::: ROWS :::
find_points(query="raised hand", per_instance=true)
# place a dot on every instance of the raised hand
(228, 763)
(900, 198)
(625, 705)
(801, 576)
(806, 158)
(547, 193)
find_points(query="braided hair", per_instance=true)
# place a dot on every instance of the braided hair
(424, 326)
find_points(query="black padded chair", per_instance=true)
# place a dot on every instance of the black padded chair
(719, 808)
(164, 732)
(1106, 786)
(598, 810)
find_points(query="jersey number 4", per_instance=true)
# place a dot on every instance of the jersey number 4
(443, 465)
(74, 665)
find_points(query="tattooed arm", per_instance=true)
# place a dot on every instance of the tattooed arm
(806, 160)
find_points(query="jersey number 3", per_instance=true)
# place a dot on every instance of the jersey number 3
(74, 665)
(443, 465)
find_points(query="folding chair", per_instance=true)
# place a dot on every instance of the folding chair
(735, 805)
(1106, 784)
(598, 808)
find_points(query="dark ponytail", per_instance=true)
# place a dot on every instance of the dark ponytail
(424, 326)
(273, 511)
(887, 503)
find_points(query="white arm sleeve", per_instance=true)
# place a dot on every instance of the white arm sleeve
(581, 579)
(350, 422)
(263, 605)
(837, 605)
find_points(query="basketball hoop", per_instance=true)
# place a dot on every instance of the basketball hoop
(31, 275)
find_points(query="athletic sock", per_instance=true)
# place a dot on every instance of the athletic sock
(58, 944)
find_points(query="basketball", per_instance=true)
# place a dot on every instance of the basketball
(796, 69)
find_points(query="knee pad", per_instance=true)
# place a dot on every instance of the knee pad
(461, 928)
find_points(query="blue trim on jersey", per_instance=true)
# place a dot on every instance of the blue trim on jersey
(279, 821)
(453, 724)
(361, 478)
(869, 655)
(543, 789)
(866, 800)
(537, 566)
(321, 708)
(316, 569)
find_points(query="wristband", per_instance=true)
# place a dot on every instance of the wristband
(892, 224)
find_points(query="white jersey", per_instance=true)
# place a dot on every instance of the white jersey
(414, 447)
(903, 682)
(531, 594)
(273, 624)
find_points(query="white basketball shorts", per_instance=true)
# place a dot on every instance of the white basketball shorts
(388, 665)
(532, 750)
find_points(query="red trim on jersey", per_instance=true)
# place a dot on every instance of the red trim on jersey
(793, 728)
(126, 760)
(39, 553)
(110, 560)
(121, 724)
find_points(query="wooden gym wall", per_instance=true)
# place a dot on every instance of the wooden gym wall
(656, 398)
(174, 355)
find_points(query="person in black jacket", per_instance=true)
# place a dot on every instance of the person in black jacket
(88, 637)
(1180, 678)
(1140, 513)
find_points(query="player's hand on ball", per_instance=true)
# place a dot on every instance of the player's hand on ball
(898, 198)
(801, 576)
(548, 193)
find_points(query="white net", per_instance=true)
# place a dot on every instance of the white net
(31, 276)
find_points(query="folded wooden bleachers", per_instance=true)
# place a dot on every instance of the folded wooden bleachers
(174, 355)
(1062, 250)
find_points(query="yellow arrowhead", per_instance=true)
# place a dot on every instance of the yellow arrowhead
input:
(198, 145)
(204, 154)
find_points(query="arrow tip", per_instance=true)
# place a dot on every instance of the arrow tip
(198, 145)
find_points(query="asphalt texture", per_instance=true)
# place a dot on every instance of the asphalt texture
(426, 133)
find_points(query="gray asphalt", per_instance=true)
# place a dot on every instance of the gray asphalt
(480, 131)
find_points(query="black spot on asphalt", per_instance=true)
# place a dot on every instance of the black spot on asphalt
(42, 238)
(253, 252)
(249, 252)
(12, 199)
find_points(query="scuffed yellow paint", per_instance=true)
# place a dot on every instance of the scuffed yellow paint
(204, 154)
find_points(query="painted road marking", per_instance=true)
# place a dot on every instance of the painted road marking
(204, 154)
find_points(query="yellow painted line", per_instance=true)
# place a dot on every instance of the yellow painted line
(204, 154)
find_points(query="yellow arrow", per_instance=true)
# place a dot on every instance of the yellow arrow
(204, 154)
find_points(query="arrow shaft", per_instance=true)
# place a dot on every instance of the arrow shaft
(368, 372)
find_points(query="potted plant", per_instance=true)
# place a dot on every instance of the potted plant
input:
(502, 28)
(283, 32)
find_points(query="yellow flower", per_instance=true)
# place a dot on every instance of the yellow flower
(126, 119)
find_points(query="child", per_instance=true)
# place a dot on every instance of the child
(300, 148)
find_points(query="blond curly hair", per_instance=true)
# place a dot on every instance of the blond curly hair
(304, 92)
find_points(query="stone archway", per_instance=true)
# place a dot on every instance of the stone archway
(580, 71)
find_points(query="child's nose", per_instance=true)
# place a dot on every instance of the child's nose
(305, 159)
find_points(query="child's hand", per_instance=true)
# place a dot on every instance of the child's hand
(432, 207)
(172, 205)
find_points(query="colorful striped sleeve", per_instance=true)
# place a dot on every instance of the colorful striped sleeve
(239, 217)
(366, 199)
:::
Restate each record word for word.

RESULT OF THIS TASK:
find_points(query="raised hand", per_instance=true)
# place a dot on every instance of the raised hand
(228, 763)
(900, 198)
(625, 705)
(801, 576)
(806, 158)
(547, 193)
find_points(query="braided hair", per_instance=true)
# place a dot on every instance of the braided hair
(424, 326)
find_points(query="black padded chair", per_instance=true)
# place a dot on every instance of the black padded chair
(719, 808)
(164, 732)
(1106, 786)
(598, 810)
find_points(query="jersey number 4", per_instance=true)
# place a dot on every instance of the jersey number 4
(443, 465)
(74, 665)
find_points(query="tattooed arm", per_instance=true)
# place a dot on every instance of the tattooed arm
(806, 160)
find_points(query="jersey number 3", per_instance=true)
# place a dot on every instance of the jersey number 3
(74, 665)
(443, 465)
find_points(query="folding chair", per_instance=true)
# place a dot on every instance of the folding chair
(735, 805)
(1106, 784)
(598, 808)
find_points(query="dark ponytail", per_instance=true)
# place a dot on every instance of the dark ponytail
(424, 326)
(273, 511)
(887, 503)
find_points(query="white arm sleeve", per_instance=true)
# place a dot on every instance of the white arm sleeve
(581, 579)
(350, 422)
(263, 605)
(837, 605)
find_points(query="basketball hoop", per_instance=true)
# place a dot on every instance of the basketball hoop
(31, 275)
find_points(query="athletic sock", per_instance=true)
# place a dot on every instance of the athletic sock
(58, 944)
find_points(query="basketball", per_instance=true)
# place a dot on every instance of the basketball
(796, 69)
find_points(query="knee pad", per_instance=true)
# place a dot on every instance of the knee pad
(461, 928)
find_points(query="blue trim on jersey", per_instance=true)
# place a dot on every instance of the blue trim on jersey
(279, 821)
(453, 724)
(361, 478)
(869, 655)
(543, 789)
(866, 800)
(537, 566)
(321, 708)
(316, 569)
find_points(query="wristband", per_instance=true)
# place a dot on every instance of the wristband
(892, 224)
find_points(query="white jersey", per_instance=true)
# place a dot on every instance of the white jersey
(414, 447)
(903, 682)
(531, 594)
(273, 624)
find_points(query="white basketball shorts", per_instance=true)
# place a dot on every instance of the white basketball shorts
(388, 665)
(532, 750)
find_points(query="red trim on jersey", per_instance=true)
# place a dot on every instance of the red trim on jersey
(793, 728)
(126, 760)
(39, 553)
(110, 560)
(121, 724)
find_points(query="wooden gym wall", per_instance=true)
# place a dot on every instance of the wooden gym wall
(656, 398)
(174, 355)
find_points(query="person in black jacket", per_instance=true)
# place a dot on every instance of the person in black jacket
(88, 637)
(1180, 678)
(1140, 513)
find_points(query="player's hand on ball", per_instance=true)
# place a dot on every instance of the player's hand on ball
(898, 198)
(801, 576)
(548, 193)
find_points(query="white net", per_instance=true)
# place a dot on every instance of the white net
(31, 276)
find_points(query="folded wooden bleachers", per_instance=true)
# place a dot on every instance of the folded wooden bleachers
(174, 355)
(1062, 250)
find_points(query="yellow arrowhead", per_instance=true)
# place a dot on every instance of the yellow arrowhead
input:
(198, 145)
(204, 154)
find_points(query="arrow tip", per_instance=true)
# place a dot on every instance of the arrow tip
(198, 145)
find_points(query="asphalt texture", per_instance=true)
# place a dot on every instance of the asphalt texture
(426, 133)
find_points(query="gray asphalt", per_instance=true)
# place a dot on every instance of the gray asphalt
(480, 131)
find_points(query="black spot on asphalt", per_instance=true)
# place a dot on every instance of the black spot on asphalt
(42, 238)
(253, 252)
(249, 252)
(12, 199)
find_points(query="scuffed yellow paint", per_instance=true)
# place a dot on every instance of the scuffed yellow paint
(204, 154)
find_points(query="painted road marking", per_instance=true)
# place a dot on every instance of the painted road marking
(204, 154)
find_points(query="yellow painted line", per_instance=true)
# place a dot on every instance of the yellow painted line
(204, 154)
find_points(query="yellow arrow", per_instance=true)
# place a dot on every instance of the yellow arrow
(204, 154)
find_points(query="arrow shaft", per_instance=true)
# place a dot on every instance of the arrow shaft
(368, 372)
find_points(query="potted plant", per_instance=true)
# place a dot on every instance of the potted plant
input:
(502, 28)
(283, 32)
find_points(query="yellow flower", per_instance=true)
# place a dot on every instance of the yellow flower
(126, 119)
find_points(query="child", per_instance=true)
# place a dot on every instance of the child
(300, 148)
find_points(query="blond curly hair", per_instance=true)
# place a dot on every instance of the blond curly hair
(304, 92)
find_points(query="stone archway", per_instance=true)
# place a dot on every instance of the stone archway
(580, 71)
find_points(query="child's nose", per_instance=true)
# place a dot on every instance of the child's nose
(305, 159)
find_points(query="child's hand", per_instance=true)
# place a dot on every instance of the child's hand
(432, 207)
(172, 205)
find_points(query="colorful striped sleeve", per_instance=true)
# place a dot on every instance of the colorful striped sleeve
(239, 217)
(366, 199)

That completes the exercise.